*SELECTED EXCERPT*.

Posted April 5th, 2011 and last modified April 18th, 2012

Why the banks charge more than the cash rate.

It’s been years now since the banks have moved their rates lock-in-step with the Reserve Bank of Australia’s (RBA) cash rate decisions. And you may have noticed by ANZ’s choice to go it alone, that the cash rate is not the be all and end all for banks when they set their lending rates. Apparently there’s a lot more to it.

Money’s important, so we all know interest rates should be too, right? But how do you cut through the, ahem, industry jargon to get to the good stuff underneath. Let’s walk through why lending rates don’t end at the RBA cash rate decisions.

You have probably noticed that when the topic of lending rates comes up, the first thing out of the bank’s mouths is the phrase, ‘increased cost of funding.’ But what does this actually mean?  Don’t the banks get their money from the RBA and shouldn’t we be paying the interest rate set by the central bank?

Unfortunately, because the banks source their money from all over the world,  the RBA cash rate does not represent the true cost of money. Although it’s important for setting the rate at which banks borrow from each other, the role of the RBA is only part of the picture when looking at banks sources of funding. In a post Global Financial Crisis (GFC) world, the places where banks are getting their money from are changing and the prices they charge to you, the consumer are changing too.  

So, when looking at how banks set their lending rates, we have to look at where the banks source their money to understand how they arrive at the figure they charge to their customers.

SOURCES OF FUNDING

Currently on average, banks source about 60% of their money from Australians who deposit money and 40% comes from wholesale sources of funding; that is, money that’s sourced from other Australian banks, overseas institutions and investors.  

WHOLESALE FUNDING:

The easiest way to think about this is if you are a shop owner. You sell to your customers at a retail price, the goods that are sold to you and any other business is done at a wholesale price. It’s the same for banks.


SHORT TERM DOMESTIC WHOLESALE FUNDING:

When looking at short term wholesale funding, this is mainly sourced from other banks and financial intermediaries for a period of 1 to 3 months.

*REQUIREMENTS*.
In the article about bank lending rates, roughly what share of banks' money comes from wholesale sources on average? Rely only on the article about bank lending rates.

*GIVEN MATERIAL*.
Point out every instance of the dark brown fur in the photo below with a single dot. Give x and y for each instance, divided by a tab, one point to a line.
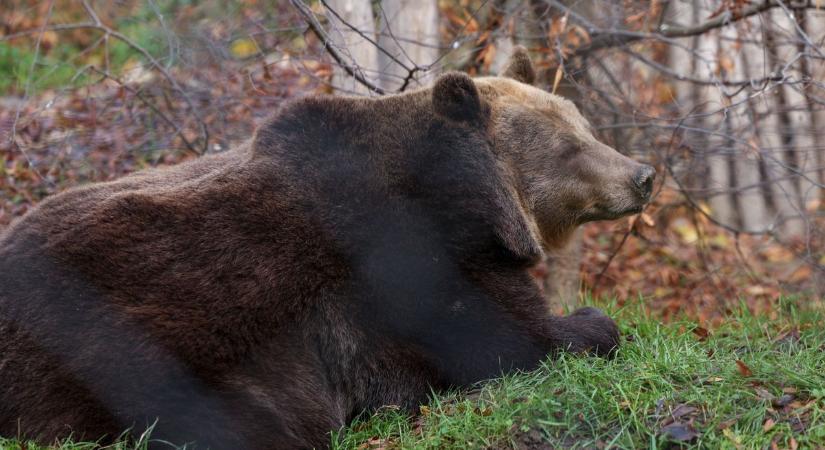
356	253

*PROBLEM SOLUTION*.
About 40%.